REQUIREMENT 1 ▸ According to the article on automated home appraisals, in what year was the Emili database introduced?
REQUIREMENT 2 ▸ The article on automated home appraisals calls automated appraisals practically worthless. Explain why, using the reason the article gives.
REQUIREMENT 3 ▸ Repeat the article on automated home appraisals word for word, everything from "Is Emili smart" down to "a closer look.".

READING PASSAGE ▸
++++++++++++++++++++

Is Emili smart enough to know your house price?

Now that the Canadian housing bubble appears to be running out of steam we’re starting to hear concerns that automated appraisals have helped push prices up higher than they ought to be.

This article in the globe and mail was linked in fridays free-for-all post, but is worth a closer look.

Automated appraisals save time and money but have such a big margin of error that they are practically worthless.

Now people involved in lending are starting to worry about the fall out of relying too much on an automated system:

Introduced in 1996 as a way for the CMHC, banks and other lenders to quickly and inexpensively determine how much money can be lent against a residential property, the database known as Emili is relied upon too heavily by lenders, the documents suggest.

++++++++++++++++++++

Segmentation mask data ▸
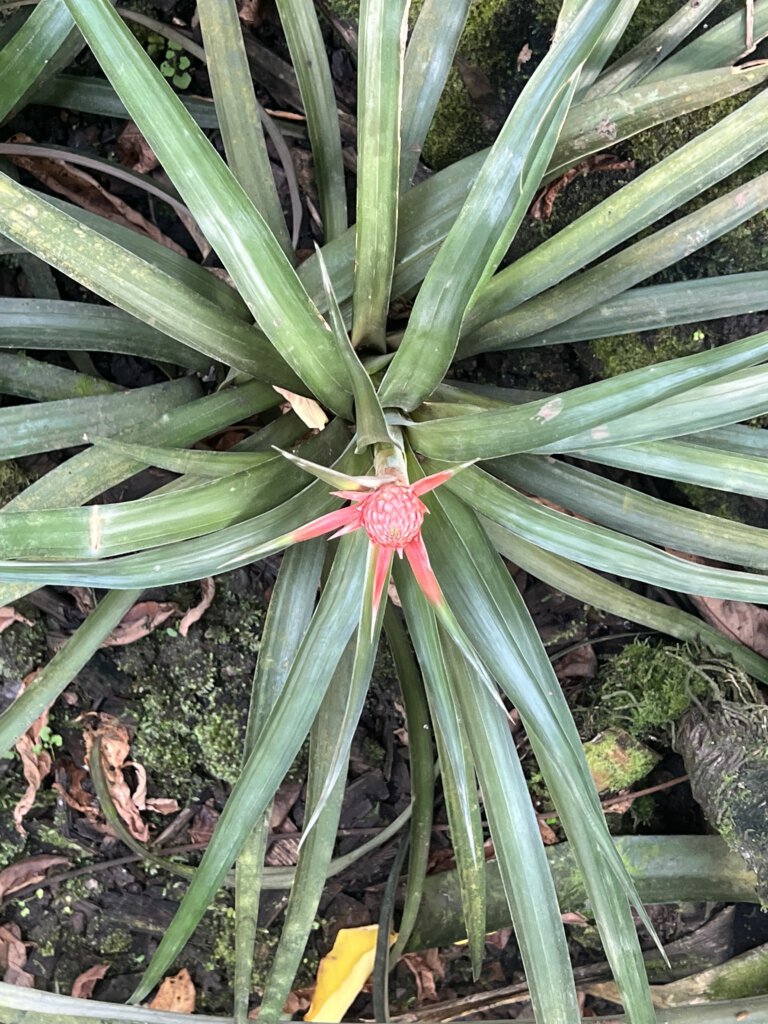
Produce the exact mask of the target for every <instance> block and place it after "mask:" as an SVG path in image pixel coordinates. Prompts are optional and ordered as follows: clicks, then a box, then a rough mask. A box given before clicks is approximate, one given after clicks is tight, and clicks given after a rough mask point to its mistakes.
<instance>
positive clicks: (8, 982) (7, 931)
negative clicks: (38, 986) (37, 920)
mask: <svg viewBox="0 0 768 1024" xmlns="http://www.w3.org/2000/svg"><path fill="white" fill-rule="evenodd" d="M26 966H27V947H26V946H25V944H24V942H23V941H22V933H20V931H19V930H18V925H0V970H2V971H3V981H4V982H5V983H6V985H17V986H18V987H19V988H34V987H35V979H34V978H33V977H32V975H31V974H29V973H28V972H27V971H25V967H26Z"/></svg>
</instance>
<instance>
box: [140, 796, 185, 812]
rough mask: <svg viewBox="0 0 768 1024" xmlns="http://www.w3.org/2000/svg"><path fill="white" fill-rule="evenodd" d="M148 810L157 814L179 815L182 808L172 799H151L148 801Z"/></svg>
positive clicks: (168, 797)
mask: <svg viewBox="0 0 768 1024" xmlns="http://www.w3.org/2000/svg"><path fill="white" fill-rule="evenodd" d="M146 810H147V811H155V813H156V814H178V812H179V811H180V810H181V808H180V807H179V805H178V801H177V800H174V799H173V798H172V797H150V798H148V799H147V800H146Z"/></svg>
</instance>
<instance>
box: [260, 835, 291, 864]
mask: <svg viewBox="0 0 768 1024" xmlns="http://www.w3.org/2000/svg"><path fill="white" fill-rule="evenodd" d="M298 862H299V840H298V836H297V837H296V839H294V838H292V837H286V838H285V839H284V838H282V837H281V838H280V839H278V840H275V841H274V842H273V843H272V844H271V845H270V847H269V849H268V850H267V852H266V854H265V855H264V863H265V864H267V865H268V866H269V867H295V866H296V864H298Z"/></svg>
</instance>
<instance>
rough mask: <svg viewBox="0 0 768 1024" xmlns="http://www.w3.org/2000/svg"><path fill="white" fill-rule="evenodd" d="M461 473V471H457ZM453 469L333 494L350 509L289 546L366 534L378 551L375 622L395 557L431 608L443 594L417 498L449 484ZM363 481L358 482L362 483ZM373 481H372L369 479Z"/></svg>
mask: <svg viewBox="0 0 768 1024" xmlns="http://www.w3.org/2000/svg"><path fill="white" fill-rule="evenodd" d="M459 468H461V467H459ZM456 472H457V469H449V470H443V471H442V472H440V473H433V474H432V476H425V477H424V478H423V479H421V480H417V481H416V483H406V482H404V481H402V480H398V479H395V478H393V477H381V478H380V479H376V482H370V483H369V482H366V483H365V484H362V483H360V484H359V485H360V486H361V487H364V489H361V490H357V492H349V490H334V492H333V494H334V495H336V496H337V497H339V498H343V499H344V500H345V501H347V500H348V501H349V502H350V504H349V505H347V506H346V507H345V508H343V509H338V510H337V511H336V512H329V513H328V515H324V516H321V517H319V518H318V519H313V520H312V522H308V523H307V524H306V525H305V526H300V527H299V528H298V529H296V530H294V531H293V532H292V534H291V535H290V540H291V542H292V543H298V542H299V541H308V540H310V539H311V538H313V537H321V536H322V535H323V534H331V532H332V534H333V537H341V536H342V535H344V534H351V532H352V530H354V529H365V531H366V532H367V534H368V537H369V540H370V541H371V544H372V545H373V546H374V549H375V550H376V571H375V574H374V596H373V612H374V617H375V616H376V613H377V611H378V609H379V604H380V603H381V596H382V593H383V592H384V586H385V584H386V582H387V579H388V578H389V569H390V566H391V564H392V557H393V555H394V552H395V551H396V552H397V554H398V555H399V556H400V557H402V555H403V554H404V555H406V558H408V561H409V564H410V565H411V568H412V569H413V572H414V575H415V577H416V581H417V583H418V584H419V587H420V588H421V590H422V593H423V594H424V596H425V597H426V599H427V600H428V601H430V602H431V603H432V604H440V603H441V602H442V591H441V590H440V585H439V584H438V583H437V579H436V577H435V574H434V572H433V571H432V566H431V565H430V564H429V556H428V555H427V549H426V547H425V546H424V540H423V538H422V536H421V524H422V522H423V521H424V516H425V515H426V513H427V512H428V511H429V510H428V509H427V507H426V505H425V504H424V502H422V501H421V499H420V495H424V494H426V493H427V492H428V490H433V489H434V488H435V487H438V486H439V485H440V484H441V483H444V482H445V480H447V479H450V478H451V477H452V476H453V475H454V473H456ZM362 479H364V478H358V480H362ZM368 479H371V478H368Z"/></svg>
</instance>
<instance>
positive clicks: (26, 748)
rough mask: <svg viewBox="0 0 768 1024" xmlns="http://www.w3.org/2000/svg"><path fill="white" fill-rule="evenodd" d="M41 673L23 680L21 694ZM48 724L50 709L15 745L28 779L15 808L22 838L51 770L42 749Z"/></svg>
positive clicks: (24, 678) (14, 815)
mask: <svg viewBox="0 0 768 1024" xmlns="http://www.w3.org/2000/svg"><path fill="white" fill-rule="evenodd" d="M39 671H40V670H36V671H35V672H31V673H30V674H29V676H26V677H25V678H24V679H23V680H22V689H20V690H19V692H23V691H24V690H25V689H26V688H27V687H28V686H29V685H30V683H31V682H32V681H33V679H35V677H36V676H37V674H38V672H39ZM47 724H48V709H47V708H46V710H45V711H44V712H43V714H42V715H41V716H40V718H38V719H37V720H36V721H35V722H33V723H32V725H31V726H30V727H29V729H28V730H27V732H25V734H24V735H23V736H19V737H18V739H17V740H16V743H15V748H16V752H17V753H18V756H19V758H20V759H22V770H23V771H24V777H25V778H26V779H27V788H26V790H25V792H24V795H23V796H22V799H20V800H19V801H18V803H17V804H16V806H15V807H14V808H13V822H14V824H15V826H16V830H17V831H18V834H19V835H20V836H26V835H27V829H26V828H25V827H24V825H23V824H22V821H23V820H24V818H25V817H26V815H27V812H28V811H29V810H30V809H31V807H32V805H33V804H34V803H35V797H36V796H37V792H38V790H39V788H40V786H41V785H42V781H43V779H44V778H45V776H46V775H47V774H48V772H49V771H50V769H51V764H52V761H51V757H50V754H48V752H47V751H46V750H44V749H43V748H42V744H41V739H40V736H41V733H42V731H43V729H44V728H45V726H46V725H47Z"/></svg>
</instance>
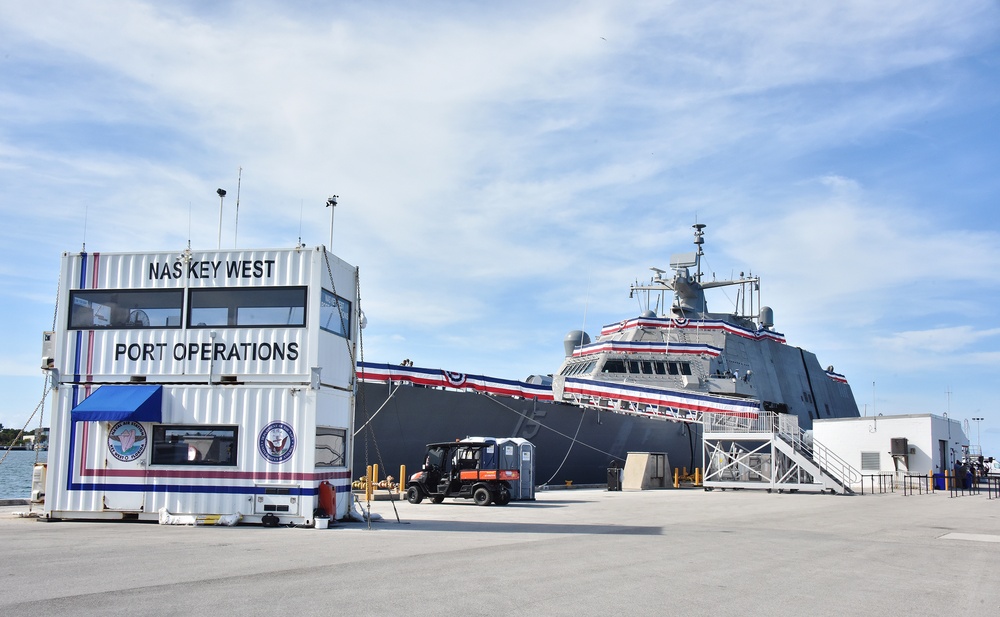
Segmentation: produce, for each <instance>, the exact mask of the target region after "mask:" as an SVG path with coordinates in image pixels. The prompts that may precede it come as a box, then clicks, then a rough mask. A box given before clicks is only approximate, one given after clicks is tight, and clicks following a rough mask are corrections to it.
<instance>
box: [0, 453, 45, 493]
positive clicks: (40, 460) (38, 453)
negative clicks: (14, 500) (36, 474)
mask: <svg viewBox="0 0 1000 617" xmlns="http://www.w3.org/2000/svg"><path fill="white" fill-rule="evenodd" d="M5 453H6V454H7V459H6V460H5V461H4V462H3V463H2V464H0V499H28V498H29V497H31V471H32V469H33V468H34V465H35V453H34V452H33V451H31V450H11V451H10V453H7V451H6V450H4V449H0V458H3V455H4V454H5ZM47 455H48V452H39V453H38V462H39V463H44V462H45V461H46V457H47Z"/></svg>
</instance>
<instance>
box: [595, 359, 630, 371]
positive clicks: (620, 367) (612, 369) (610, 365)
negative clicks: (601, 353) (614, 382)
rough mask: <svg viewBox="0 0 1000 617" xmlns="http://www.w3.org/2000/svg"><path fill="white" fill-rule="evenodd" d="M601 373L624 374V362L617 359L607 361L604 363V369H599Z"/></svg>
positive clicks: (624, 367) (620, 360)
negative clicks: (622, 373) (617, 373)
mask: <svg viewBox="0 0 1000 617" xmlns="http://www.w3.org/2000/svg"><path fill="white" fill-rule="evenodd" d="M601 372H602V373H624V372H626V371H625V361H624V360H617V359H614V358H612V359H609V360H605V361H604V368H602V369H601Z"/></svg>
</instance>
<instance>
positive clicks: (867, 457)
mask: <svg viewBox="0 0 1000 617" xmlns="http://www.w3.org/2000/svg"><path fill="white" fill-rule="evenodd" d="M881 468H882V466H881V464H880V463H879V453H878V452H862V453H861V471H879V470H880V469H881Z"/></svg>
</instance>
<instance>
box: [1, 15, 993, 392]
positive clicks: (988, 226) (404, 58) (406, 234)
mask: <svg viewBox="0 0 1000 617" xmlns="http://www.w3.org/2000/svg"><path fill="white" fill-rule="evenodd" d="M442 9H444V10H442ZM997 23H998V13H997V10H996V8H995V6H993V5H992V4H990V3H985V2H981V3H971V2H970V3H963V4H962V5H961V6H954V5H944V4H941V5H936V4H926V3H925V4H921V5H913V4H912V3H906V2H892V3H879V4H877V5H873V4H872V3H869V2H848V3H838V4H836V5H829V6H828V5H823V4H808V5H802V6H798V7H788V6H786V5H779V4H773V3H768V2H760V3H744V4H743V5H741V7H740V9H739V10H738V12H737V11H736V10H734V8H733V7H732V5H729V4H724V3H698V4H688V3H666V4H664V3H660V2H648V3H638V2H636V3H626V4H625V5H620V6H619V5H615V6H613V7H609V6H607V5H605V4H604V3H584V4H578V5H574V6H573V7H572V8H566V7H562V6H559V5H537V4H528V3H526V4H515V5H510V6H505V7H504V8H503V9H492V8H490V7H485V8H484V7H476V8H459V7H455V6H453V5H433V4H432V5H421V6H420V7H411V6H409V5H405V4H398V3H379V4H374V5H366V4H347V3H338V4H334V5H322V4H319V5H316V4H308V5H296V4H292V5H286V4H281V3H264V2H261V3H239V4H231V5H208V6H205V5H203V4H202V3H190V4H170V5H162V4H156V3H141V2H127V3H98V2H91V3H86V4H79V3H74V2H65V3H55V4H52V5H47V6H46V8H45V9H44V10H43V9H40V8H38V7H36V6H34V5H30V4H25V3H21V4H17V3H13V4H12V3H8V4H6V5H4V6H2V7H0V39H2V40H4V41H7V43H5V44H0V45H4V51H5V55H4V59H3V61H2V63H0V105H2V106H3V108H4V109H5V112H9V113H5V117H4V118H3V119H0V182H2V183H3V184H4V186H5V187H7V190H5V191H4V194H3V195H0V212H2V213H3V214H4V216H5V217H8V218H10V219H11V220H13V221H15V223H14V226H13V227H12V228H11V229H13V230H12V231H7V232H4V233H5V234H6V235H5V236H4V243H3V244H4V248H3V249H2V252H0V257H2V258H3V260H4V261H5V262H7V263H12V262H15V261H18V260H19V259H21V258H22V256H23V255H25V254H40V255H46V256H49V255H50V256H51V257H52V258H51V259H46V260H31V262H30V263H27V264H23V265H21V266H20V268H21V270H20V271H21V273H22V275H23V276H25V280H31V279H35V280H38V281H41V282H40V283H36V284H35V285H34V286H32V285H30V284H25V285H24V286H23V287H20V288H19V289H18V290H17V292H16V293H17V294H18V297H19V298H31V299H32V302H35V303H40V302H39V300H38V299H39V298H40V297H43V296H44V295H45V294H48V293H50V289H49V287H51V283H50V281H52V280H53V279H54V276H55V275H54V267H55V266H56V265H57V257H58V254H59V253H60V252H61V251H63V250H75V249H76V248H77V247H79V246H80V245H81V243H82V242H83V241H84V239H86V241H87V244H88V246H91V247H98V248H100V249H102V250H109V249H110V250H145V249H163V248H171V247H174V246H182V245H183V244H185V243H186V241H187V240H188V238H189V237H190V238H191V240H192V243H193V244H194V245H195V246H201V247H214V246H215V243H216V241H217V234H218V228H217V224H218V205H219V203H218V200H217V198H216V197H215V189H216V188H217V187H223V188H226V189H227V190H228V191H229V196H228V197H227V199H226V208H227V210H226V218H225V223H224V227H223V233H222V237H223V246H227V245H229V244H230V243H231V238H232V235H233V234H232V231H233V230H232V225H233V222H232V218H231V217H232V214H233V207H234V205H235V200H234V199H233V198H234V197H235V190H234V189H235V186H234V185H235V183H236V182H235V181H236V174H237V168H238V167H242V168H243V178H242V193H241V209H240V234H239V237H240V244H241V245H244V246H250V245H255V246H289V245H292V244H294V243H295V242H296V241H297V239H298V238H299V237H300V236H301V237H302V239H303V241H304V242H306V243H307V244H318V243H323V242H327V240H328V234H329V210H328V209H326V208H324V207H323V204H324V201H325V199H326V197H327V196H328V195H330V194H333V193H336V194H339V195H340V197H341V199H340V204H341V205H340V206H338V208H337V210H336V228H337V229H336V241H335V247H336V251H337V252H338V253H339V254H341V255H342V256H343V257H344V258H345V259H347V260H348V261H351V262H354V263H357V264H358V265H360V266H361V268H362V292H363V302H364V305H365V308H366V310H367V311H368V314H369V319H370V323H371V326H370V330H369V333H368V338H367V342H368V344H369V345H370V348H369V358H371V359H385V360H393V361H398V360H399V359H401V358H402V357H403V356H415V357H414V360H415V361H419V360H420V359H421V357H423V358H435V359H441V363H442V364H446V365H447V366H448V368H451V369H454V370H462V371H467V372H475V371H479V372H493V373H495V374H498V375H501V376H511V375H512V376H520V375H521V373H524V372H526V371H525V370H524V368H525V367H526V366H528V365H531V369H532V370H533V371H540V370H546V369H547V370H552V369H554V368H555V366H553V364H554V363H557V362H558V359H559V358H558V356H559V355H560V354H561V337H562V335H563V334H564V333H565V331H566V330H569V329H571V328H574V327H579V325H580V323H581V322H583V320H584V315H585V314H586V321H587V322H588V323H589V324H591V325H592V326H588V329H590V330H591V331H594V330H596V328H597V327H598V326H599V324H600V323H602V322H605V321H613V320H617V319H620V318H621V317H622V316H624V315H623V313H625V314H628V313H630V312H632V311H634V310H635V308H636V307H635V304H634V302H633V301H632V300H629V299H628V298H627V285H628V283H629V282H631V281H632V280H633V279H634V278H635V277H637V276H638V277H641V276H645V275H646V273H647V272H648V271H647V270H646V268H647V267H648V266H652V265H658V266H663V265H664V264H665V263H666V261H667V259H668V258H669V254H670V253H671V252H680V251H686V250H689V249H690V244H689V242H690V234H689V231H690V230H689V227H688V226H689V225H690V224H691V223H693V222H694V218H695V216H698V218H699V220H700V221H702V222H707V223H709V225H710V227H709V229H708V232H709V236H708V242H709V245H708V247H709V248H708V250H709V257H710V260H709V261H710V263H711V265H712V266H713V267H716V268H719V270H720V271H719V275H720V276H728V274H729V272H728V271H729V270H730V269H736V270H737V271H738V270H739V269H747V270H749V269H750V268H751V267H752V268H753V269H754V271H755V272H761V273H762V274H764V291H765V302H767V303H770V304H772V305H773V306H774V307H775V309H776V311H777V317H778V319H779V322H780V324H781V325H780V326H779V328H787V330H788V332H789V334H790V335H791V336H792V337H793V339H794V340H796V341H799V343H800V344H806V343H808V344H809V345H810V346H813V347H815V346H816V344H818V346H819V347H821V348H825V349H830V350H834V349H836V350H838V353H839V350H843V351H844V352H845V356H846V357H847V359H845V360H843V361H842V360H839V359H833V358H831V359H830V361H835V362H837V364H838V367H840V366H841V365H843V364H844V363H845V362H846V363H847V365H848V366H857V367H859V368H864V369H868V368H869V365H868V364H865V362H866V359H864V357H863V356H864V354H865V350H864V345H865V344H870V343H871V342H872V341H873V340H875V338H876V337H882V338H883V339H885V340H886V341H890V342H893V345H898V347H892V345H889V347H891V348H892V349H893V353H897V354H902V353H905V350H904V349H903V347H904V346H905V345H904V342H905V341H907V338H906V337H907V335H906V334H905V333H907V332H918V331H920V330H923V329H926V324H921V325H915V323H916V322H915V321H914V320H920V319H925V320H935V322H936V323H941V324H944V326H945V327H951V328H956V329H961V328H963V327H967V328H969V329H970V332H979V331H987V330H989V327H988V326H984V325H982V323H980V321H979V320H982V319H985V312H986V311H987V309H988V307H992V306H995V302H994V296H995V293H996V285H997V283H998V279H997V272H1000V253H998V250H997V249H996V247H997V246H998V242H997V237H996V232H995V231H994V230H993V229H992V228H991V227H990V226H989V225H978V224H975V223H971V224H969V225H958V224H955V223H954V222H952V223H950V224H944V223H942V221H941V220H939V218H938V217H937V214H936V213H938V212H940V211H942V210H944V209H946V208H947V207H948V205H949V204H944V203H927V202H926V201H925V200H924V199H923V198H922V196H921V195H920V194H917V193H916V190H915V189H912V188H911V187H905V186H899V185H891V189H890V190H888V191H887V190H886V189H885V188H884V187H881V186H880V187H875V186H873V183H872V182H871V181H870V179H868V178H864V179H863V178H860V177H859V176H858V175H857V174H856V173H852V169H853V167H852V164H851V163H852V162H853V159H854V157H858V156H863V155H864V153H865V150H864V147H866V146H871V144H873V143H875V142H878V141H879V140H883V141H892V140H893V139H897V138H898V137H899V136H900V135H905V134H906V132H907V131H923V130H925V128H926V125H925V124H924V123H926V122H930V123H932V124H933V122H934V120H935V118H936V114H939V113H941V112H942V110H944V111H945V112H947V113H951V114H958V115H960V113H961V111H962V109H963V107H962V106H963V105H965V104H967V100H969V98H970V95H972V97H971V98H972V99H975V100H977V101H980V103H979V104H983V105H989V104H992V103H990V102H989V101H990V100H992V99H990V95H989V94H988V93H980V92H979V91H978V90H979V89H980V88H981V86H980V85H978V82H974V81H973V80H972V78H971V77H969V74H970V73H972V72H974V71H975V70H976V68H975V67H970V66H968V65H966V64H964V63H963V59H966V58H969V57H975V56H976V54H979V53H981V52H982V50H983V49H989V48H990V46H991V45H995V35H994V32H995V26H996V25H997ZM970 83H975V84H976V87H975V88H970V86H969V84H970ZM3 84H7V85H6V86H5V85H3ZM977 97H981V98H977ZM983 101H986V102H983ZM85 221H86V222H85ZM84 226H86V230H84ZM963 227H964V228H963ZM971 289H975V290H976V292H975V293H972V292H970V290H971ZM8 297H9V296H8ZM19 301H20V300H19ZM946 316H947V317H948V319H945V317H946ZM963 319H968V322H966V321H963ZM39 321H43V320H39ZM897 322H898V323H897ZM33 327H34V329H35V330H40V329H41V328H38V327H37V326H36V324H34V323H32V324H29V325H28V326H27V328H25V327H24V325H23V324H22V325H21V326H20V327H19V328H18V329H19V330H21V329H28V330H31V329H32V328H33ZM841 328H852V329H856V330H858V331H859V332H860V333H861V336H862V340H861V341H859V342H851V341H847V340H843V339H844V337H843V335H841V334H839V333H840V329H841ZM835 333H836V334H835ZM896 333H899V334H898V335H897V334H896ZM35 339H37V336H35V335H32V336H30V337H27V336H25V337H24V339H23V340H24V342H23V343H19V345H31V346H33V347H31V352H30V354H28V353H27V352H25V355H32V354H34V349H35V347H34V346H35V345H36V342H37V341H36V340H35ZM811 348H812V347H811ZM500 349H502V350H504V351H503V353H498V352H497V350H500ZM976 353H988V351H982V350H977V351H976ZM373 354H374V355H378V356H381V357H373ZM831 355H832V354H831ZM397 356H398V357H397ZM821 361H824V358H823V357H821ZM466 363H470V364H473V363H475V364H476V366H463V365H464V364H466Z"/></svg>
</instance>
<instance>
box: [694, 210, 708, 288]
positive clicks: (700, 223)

++++++++++++++++++++

PROBLEM SOLUTION 1 ▸ Emili was introduced in 1996.

PROBLEM SOLUTION 2 ▸ Automated appraisals save time and money, but their margin of error is so big that they are practically worthless.

PROBLEM SOLUTION 3 ▸
Is Emili smart enough to know your house price?

Now that the Canadian housing bubble appears to be running out of steam we’re starting to hear concerns that automated appraisals have helped push prices up higher than they ought to be.

This article in the globe and mail was linked in fridays free-for-all post, but is worth a closer look.